→ **AIM OF THE EXERCISE**: Print out the records below with nothing altered.

START DATASET RECORDS

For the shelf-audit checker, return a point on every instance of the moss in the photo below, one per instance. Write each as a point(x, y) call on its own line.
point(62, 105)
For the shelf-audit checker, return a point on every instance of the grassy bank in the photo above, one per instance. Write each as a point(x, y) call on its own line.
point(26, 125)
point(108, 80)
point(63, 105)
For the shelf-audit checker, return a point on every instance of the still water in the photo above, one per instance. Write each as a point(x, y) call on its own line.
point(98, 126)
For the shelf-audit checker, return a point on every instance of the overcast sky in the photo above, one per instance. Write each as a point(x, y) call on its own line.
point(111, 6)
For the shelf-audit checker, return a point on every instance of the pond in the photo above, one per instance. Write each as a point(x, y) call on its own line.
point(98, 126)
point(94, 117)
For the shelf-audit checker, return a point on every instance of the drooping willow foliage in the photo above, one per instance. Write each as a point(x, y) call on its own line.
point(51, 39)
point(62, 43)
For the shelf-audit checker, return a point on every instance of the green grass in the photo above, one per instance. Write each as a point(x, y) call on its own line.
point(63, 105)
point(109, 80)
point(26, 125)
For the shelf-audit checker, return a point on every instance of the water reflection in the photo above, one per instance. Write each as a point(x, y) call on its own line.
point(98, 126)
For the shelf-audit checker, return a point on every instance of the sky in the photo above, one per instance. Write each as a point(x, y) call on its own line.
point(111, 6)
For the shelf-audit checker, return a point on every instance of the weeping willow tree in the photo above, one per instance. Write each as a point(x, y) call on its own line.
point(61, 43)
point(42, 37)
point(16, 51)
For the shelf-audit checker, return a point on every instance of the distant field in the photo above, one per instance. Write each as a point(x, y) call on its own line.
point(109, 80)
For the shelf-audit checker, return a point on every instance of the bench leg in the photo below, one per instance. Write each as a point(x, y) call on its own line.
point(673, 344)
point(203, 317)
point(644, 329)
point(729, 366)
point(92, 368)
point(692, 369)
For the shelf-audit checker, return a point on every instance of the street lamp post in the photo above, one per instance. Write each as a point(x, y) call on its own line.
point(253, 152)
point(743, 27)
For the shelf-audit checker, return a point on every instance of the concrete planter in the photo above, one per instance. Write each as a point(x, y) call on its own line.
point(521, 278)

END DATASET RECORDS

→ **ANSWER FOR THE TASK**:
For the shelf-audit checker, return a point on every instance of the moss in the photo below, one per instance. Write each as a point(x, y) call on its own line.
point(62, 105)
For the shelf-audit checker, return a point on every instance of the grassy bank in the photo above, one per instance. Write each as a point(x, y) call on its own line.
point(26, 125)
point(108, 80)
point(63, 105)
For the shelf-audit checker, return a point on every instance of the still water in the photo above, one per instance. Write each as a point(x, y) call on its own line.
point(98, 126)
For the shelf-audit checker, return a point on every instance of the overcast sky in the photo above, one per instance. Write each as a point(x, y) call on its own line.
point(111, 6)
For the shelf-audit checker, return a point on every instance of the pond in the photo above, one per instance. Write each as a point(x, y) call on its own line.
point(98, 126)
point(94, 117)
For the shelf-audit checker, return a point on every instance of the drooping willow foliage in the photo above, one per instance. Write each as a point(x, y) call on its own line.
point(51, 39)
point(62, 43)
For the shelf-audit checker, return a point on every instance of the green grass in the photo above, one per instance. Write each as a point(x, y) call on its own line.
point(63, 105)
point(109, 80)
point(26, 125)
For the shelf-audit checker, return a point on every instance of the water reflection in the photo above, one per instance. Write each as a point(x, y) call on its own line.
point(98, 126)
For the shelf-audit checker, return a point on every instance of the sky in the photo above, one per instance. Write each as a point(x, y) call on its own line.
point(111, 6)
For the shelf-audit checker, return a point on every instance of the weeping willow tree in the photo above, one per instance. Write each as a point(x, y) call on its own line.
point(61, 43)
point(42, 37)
point(16, 51)
For the shelf-audit checker, return a point on every instance of the distant field in the photo above, one per instance. Write each as a point(x, y) call on its own line.
point(109, 80)
For the shelf-audit checker, return a point on every instance of the bench leg in the photo below, one per instance. Write each as a point(x, y) call on its own line.
point(673, 344)
point(203, 317)
point(644, 329)
point(729, 366)
point(92, 368)
point(692, 369)
For the shelf-audit checker, return a point on every instance of the street lamp post in the photo above, one per instance. Write each as a point(x, y) call on its own line.
point(253, 152)
point(743, 27)
For the shelf-audit checker, return a point on every instance of the concrete planter in the photo above, one per instance. Write each as a point(x, y) call on its own line.
point(521, 278)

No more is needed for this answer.